### Data section ###

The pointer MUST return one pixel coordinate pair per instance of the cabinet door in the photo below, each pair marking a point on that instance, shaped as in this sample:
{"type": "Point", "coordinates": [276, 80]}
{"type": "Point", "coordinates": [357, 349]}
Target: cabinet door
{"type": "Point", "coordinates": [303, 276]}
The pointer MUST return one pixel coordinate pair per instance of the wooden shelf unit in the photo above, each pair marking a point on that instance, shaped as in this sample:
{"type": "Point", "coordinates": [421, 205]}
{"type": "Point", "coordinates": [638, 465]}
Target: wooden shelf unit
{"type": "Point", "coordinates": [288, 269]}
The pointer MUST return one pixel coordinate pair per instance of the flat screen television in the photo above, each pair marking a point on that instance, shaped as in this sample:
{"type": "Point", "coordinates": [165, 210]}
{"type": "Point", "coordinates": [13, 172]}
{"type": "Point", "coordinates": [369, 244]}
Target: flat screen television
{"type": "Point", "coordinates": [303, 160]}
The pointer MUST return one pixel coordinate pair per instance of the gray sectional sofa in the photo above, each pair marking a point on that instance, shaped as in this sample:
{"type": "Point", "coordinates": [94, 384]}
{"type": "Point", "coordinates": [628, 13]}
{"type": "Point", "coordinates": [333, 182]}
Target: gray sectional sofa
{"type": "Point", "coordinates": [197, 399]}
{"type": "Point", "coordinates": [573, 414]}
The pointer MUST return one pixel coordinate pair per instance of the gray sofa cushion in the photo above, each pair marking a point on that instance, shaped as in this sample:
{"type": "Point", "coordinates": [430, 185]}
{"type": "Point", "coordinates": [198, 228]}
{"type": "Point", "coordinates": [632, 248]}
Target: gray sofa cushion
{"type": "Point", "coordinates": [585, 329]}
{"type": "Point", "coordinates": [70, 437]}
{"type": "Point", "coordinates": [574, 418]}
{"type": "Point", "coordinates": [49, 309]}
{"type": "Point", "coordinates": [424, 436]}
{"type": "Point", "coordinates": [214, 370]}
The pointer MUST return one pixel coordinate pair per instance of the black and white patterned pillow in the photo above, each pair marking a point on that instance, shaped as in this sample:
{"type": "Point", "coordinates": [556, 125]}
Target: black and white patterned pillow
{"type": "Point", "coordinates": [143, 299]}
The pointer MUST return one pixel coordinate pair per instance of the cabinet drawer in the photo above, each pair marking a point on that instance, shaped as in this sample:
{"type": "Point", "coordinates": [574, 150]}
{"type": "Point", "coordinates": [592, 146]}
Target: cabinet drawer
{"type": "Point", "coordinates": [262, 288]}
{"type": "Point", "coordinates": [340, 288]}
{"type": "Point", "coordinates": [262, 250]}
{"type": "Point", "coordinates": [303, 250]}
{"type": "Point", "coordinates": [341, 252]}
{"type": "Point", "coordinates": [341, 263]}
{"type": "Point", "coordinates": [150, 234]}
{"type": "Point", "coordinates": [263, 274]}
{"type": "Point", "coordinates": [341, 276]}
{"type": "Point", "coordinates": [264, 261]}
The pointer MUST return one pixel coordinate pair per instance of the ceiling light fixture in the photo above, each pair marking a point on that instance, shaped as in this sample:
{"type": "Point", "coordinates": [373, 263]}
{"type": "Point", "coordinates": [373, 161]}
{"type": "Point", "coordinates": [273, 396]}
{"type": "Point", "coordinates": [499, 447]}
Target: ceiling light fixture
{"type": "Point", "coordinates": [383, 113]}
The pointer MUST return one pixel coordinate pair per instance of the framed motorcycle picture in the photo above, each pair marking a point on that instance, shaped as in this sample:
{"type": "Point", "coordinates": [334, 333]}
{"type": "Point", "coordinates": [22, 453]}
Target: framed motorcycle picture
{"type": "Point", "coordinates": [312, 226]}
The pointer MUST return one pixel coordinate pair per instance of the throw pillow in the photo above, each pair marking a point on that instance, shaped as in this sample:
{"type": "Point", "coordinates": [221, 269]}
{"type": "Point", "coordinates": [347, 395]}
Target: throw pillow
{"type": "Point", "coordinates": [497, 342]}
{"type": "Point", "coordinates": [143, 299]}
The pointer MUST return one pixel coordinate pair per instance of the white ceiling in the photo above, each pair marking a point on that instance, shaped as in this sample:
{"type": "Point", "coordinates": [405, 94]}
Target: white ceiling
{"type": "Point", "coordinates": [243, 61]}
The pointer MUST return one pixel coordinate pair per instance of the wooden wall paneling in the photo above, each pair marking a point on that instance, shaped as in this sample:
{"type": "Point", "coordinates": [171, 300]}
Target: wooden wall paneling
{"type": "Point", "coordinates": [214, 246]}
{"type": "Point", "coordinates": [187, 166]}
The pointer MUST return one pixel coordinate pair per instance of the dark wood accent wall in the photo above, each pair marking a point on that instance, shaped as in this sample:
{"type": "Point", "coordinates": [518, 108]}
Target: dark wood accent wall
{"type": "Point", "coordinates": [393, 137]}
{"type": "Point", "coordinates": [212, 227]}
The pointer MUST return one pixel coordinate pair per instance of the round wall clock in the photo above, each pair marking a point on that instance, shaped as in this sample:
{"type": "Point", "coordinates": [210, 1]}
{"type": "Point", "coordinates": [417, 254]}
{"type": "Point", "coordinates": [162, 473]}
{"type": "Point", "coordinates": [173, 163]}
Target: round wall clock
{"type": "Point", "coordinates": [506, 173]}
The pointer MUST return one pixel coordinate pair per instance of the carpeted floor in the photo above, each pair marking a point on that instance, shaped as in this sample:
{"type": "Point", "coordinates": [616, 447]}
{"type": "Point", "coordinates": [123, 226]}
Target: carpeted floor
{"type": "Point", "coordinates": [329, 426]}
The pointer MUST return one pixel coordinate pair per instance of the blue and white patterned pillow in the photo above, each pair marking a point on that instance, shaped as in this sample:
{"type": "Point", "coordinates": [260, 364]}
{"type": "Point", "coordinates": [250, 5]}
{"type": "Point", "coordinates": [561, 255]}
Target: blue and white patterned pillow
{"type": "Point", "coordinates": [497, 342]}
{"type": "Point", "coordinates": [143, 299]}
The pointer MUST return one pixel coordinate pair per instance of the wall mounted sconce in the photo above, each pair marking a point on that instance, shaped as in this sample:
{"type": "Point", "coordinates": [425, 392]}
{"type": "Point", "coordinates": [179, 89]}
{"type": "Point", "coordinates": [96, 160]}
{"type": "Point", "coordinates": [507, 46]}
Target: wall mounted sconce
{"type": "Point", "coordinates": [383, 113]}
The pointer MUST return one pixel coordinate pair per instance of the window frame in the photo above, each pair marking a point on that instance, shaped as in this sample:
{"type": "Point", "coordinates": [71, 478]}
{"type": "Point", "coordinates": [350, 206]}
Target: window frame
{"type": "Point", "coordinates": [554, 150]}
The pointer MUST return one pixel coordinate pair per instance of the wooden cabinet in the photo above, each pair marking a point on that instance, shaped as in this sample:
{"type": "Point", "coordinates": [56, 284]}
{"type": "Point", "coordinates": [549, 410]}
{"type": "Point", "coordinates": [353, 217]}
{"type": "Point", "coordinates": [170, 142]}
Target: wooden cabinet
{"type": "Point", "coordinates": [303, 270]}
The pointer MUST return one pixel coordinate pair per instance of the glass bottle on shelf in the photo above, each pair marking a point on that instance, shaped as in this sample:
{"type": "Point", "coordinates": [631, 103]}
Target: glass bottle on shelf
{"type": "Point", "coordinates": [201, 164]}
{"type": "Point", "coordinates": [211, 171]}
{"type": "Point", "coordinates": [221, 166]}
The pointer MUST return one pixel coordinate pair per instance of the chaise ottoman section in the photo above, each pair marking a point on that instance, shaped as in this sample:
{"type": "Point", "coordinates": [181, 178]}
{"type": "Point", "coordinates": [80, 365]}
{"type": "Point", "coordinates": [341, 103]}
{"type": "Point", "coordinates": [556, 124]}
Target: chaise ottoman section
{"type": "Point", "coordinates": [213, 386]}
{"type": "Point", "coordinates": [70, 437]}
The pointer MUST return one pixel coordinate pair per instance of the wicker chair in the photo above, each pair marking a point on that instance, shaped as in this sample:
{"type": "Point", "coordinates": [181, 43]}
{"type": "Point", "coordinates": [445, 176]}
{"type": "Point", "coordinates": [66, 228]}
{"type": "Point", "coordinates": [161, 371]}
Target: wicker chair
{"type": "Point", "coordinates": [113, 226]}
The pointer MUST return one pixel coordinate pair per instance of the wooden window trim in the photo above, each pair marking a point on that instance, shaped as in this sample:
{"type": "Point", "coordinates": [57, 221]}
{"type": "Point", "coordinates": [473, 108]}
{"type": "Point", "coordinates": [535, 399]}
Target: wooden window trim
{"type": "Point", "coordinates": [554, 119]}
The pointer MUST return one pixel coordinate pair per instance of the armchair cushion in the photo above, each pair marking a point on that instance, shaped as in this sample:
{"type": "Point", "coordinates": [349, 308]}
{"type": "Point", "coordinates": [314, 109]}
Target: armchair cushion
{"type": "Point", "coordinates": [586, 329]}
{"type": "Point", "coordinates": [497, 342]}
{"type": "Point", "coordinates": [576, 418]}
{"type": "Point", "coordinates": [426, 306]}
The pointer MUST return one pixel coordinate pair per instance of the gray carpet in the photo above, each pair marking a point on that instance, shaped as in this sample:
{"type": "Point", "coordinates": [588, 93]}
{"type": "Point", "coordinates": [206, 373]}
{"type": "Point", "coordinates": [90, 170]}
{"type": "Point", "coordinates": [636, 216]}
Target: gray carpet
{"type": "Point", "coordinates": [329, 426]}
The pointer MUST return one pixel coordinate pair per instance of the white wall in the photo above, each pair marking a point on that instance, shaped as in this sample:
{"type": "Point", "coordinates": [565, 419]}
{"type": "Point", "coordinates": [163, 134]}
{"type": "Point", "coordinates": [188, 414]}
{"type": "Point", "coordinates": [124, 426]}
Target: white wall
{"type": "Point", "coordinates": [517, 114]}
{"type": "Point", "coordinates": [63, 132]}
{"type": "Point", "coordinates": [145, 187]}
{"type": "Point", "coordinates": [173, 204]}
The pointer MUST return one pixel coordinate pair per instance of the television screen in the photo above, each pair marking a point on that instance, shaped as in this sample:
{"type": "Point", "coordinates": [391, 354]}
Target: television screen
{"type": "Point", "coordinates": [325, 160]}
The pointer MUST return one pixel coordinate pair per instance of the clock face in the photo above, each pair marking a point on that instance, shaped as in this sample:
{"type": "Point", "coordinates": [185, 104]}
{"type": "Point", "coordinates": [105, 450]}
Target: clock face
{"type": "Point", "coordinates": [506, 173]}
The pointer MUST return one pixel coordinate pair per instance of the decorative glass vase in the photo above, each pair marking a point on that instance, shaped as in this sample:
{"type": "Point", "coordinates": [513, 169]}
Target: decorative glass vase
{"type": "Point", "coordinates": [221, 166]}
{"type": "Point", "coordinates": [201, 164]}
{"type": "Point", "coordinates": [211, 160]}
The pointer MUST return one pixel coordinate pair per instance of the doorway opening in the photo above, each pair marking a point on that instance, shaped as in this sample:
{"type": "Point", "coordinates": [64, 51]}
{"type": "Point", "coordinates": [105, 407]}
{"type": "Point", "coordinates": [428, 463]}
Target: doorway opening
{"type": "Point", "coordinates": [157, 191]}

###

:: Exercise details ::
Reproduce, word for word, every line starting at the line that contains "of the television" and ending with the final line of the entries.

:: Solution to the problem ::
The pointer MUST return one pixel coordinate pair per instance of the television screen in the photo above, each pair marking a point on that instance, shaped as in this sample:
{"type": "Point", "coordinates": [391, 354]}
Target: television screen
{"type": "Point", "coordinates": [325, 160]}
The pointer MUST return one pixel coordinate pair per instance of the clock face in the photo above, each pair marking a point on that instance, shaped as in this sample:
{"type": "Point", "coordinates": [185, 104]}
{"type": "Point", "coordinates": [105, 450]}
Target: clock face
{"type": "Point", "coordinates": [506, 173]}
The pointer MUST return one pixel coordinate pair per instance of the decorative glass vase in the photo above, each pair marking a point on that instance, shaped as in this sample:
{"type": "Point", "coordinates": [513, 169]}
Target: decorative glass vase
{"type": "Point", "coordinates": [221, 166]}
{"type": "Point", "coordinates": [201, 164]}
{"type": "Point", "coordinates": [211, 160]}
The pointer MUST return one pixel coordinate pair per instance of the doorway opening in the photo above, each pair marking a point on that instance, shaped as in this sample:
{"type": "Point", "coordinates": [64, 51]}
{"type": "Point", "coordinates": [105, 407]}
{"type": "Point", "coordinates": [428, 463]}
Target: doorway opening
{"type": "Point", "coordinates": [157, 191]}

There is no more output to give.